- [WHAT THE TASK ASKS] Repeat the document-chunking passage word for word, from "What are the" up to and including "should stay together.".

- [SELECTED EXTRACT]
^^^^^^^^

Correct answer: "It depends—check if it's in billing_v1."

Failure Mode 2: Breaking config file coherence

Original config:
database:
  host: ${DB_HOST}
  port: 5432
  pool_size: 20  # Required for production
  ssl_mode: verify-full  # Do NOT change

What the chunker produces:
  Chunk 1: "database:\n  host: ${DB_HOST}\n  port: 5432"
  Chunk 2: "pool_size: 20  # Required for production\n  ssl_mode..."

Query: "What database config do I need for production?"
Retrieved: Chunk 1 (higher similarity to "database config")
Answer: Missing pool_size and ssl_mode—both critical.

Failure Mode 3: Separating anti-patterns from solutions

Original anti-pattern doc:
"DON'T: Use SELECT * in production queries.
This causes schema drift issues when columns are added.

DO: Explicitly list required columns.
SELECT id, name, email FROM users WHERE..."

What the chunker produces:
  Chunk 1: "DON'T: Use SELECT * in production queries..."
  Chunk 2: "DO: Explicitly list required columns..."

Query: "How should I write SQL queries?"
Retrieved: Either chunk, but not both
Answer: Missing either the anti-pattern or the solution.

Failure Mode 4: Losing temporal context

Original deprecation notice:
"The v1 API is deprecated as of 2024-01-15.
All new integrations must use v2.
Existing v1 integrations have until 2024-06-01 to migrate."

What the chunker produces:
  Chunk 1: "The v1 API is deprecated as of 2024-01-15."
  Chunk 2: "All new integrations must use v2. Existing..."

Query: "Can I use the v1 API?"
Retrieved: Chunk 1
Answer: "The v1 API is deprecated."
Correct answer: "Depends on when and whether you're new or existing."

Why Tuning Parameters Doesn't Fix This

The instinct is to tune: smaller chunks, bigger chunks, more overlap, less overlap. None of it works—because the problem isn't parameter tuning. It's a modeling problem.

The core issue: Generic chunkers optimize for token distribution. Your internal docs encode semantic relationships that don't map to token boundaries.

Smaller chunks → more fragmentation, more context loss
Bigger chunks → fewer chunks retrieved, key details buried
More overlap → duplicated text, wasted context window
Less overlap → harder boundaries, same fragmentation

You can't tune your way out of a fundamental mismatch between the chunker's assumptions and your content's structure.

What to Do Instead

The fix isn't better parameters. It's treating chunking as knowledge modeling—not text processing.

1. Define semantic boundaries

What are the natural units of knowledge in your corpus? Policies. API endpoints. Config schemas. Anti-patterns. Each of these is a semantic unit that should stay together.

2. Build type-aware extractors

Instead of one generic splitter, build extractors for each content type. An API doc extractor keeps endpoint + auth + schema + example together. A policy extractor keeps rule + exception + effective date together.

3. Preserve relationships explicitly

When you must split, preserve parent-child relationships in metadata. Tag chunks with parent_chunk_id, relationship_type, retrieve_with_parent.

^^^^^^^^

- [MATERIAL SUPPLIED]
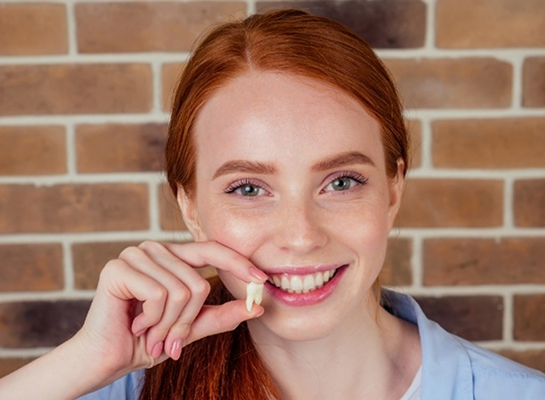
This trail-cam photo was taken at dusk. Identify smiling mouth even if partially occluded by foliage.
[269,268,339,293]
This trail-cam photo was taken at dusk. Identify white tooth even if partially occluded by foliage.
[290,276,303,292]
[303,275,316,293]
[314,272,324,289]
[282,275,291,290]
[246,282,264,312]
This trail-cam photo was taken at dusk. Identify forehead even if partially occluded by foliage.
[194,72,383,167]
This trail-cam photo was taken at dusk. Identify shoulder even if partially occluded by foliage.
[79,370,144,400]
[456,337,545,400]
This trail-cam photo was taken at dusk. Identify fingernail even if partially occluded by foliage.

^^^^^^^^

- [TASK SOLUTION]
What are the natural units of knowledge in your corpus? Policies. API endpoints. Config schemas. Anti-patterns. Each of these is a semantic unit that should stay together.